• **What you will do**
Please copy out the records below, from their first line through the line holding "column 367, row 202", with both ends included and every character unchanged.
- - - -
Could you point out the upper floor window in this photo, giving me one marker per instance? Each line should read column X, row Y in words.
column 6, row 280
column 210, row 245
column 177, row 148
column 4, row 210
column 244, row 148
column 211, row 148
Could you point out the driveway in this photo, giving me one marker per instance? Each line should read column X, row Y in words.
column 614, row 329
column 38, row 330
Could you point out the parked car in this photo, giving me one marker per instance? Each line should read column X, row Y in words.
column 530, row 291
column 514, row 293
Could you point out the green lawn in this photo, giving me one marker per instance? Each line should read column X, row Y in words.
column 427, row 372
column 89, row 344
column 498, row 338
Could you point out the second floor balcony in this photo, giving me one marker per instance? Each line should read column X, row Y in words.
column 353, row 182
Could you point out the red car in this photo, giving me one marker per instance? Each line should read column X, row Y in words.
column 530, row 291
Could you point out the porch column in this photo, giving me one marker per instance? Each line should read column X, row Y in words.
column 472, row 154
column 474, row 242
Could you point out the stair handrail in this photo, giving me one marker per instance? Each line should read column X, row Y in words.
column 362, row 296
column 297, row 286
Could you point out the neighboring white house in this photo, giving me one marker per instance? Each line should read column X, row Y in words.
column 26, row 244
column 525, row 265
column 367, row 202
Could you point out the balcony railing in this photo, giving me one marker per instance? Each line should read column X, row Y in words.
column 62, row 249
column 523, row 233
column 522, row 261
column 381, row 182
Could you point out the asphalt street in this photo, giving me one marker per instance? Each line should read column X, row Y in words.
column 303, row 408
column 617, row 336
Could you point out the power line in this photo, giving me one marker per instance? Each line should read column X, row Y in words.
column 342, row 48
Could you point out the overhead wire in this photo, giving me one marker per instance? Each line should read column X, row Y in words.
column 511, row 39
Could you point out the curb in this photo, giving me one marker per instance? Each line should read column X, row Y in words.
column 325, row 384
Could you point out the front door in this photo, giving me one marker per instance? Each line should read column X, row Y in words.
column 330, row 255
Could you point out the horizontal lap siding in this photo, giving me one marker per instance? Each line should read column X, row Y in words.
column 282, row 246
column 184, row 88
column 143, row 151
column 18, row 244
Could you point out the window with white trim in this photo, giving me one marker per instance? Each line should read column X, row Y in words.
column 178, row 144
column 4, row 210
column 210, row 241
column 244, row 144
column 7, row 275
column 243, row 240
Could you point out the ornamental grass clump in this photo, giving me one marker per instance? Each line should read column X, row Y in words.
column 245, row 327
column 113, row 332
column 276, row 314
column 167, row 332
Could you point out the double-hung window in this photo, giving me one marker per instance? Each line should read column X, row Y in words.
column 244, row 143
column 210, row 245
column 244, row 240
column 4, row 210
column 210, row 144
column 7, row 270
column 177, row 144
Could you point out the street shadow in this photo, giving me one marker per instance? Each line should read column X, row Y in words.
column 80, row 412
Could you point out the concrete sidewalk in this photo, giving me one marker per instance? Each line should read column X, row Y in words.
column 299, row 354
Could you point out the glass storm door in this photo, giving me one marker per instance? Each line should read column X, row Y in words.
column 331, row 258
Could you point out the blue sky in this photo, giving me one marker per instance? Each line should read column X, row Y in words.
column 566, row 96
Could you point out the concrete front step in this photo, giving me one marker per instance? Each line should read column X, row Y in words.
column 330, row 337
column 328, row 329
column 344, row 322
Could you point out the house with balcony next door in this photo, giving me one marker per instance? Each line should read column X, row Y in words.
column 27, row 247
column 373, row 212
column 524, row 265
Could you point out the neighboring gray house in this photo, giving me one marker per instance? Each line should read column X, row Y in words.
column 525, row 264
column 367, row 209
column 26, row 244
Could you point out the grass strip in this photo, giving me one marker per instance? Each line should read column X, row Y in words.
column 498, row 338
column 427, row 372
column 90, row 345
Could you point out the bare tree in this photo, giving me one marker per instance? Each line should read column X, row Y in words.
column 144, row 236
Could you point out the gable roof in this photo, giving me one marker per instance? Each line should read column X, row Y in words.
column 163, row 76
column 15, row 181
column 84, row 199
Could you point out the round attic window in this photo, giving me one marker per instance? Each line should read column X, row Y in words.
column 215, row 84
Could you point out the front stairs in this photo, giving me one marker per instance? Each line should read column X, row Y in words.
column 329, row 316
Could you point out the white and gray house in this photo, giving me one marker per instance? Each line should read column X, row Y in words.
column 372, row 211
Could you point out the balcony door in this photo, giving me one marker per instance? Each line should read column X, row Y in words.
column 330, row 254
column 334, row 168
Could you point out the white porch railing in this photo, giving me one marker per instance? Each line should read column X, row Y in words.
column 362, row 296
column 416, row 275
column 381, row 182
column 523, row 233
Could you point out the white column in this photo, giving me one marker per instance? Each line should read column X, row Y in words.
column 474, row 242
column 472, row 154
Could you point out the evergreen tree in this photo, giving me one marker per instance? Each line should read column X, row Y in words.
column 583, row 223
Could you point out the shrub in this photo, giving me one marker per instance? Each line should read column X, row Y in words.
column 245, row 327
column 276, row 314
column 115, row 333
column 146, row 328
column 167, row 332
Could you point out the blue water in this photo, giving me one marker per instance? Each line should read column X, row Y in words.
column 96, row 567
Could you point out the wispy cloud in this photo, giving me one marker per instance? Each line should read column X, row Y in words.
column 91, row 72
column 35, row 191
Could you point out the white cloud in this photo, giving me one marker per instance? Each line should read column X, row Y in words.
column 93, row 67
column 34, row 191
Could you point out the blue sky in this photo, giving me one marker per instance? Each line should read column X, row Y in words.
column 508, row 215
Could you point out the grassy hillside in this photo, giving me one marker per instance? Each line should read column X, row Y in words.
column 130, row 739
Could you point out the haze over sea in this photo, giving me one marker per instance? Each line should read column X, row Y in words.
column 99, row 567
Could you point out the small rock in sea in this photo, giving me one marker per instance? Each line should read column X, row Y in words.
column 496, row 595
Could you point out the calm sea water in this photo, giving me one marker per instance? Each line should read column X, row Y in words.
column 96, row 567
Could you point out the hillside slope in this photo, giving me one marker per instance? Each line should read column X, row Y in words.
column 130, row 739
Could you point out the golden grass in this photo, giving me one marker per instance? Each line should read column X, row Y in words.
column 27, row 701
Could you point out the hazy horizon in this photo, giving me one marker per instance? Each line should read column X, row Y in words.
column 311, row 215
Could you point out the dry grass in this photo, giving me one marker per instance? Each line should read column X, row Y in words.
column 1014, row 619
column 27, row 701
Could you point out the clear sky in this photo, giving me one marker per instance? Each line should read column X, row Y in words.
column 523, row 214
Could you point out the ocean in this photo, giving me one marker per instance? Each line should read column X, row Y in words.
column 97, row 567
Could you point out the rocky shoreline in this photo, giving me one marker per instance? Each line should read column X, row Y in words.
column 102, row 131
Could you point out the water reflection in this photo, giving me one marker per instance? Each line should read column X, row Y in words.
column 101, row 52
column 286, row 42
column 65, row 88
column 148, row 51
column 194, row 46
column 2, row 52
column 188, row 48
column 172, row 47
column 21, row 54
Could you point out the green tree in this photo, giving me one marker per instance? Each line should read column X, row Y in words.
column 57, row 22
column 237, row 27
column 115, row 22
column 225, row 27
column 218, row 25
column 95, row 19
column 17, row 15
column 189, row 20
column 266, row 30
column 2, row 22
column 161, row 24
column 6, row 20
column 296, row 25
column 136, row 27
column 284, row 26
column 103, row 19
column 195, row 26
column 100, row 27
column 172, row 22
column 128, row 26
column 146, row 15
- - - -
• **Correct output**
Could you point out the upper floor window in this photo, giving me one marker per instance? Each line should read column X, row Y in words.
column 6, row 280
column 210, row 245
column 177, row 148
column 4, row 210
column 244, row 148
column 211, row 148
Could you point out the driveway in this photo, giving me one marker per instance? Each line should read column X, row Y in words.
column 614, row 329
column 38, row 330
Could you point out the parked car in this photo, giving me one marker per instance? Each line should read column X, row Y in words.
column 530, row 291
column 514, row 293
Could you point out the green lawn in this photo, giving me one marker per instance? Each line should read column X, row Y in words.
column 427, row 372
column 89, row 344
column 498, row 338
Could you point out the second floor balcony in this photo, giving me one marker per instance? Each line should read column X, row Y in words.
column 353, row 182
Could you point out the red car in this photo, giving me one marker per instance? Each line should read column X, row Y in words.
column 530, row 291
Could you point out the porch column in this photo, giving me one marker per instance? Each line should read column X, row Y in words.
column 472, row 154
column 474, row 242
Could you point out the stair handrail in this photo, giving me one marker per instance? Each line should read column X, row Y in words.
column 362, row 296
column 297, row 286
Could you point out the neighboring white house in this photo, giving me one marker per instance? Each line should read column X, row Y in words.
column 26, row 244
column 525, row 265
column 367, row 202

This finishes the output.